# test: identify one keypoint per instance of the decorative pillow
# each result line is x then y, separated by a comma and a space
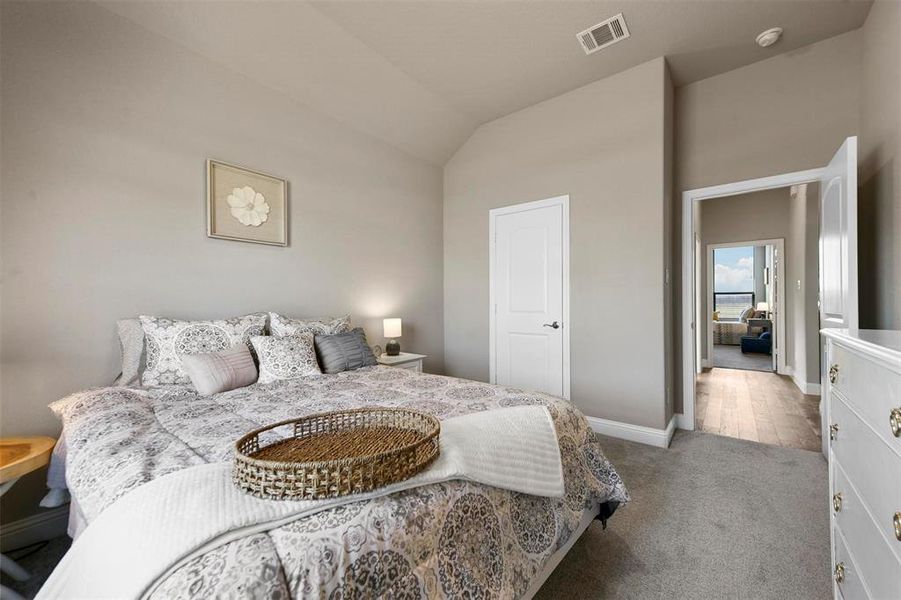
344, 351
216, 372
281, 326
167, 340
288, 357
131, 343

---

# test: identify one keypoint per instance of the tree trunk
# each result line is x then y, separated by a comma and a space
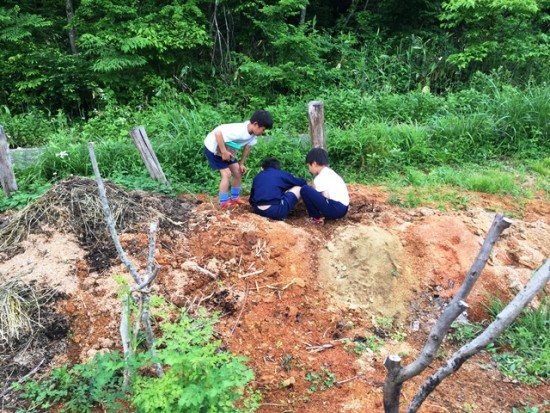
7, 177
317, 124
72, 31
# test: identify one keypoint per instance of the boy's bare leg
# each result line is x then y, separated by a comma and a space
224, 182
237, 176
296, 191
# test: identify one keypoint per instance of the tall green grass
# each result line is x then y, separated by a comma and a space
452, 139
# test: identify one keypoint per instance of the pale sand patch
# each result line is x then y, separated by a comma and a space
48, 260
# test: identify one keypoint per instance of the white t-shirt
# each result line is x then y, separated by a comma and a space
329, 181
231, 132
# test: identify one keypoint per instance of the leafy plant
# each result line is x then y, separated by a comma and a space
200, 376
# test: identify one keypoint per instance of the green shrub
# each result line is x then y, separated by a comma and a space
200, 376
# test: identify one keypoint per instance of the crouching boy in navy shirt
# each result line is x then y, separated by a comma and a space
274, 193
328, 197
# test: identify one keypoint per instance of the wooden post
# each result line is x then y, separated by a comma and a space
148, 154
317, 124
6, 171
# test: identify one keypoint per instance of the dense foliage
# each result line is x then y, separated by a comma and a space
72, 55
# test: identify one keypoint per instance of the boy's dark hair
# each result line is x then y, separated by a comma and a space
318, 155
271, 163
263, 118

--

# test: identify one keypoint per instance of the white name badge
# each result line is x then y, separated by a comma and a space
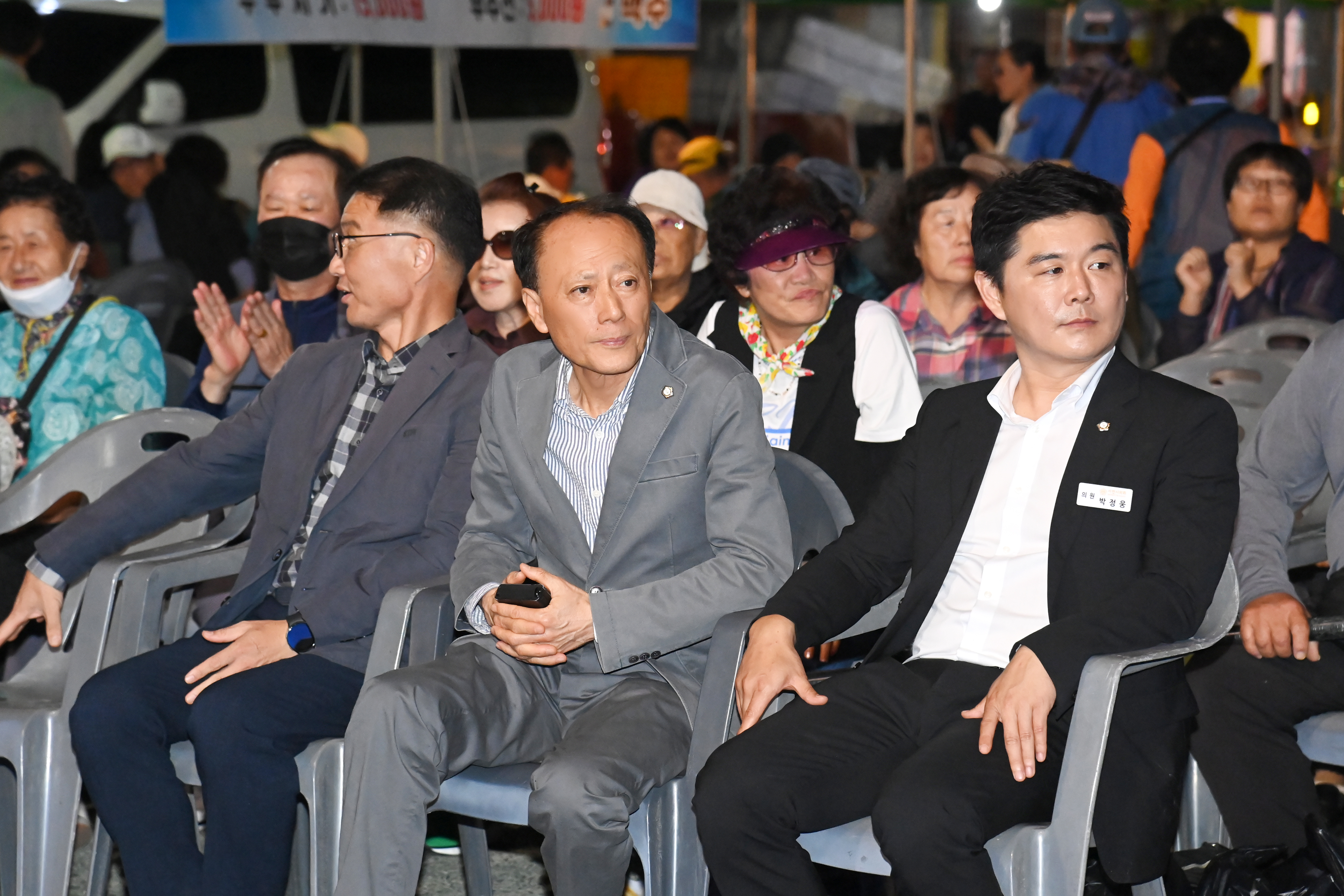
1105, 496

# EXERCISE GOAL:
How many lines in the records hold the string "white"? Reply with the number only.

# SOLVED PROBLEM:
2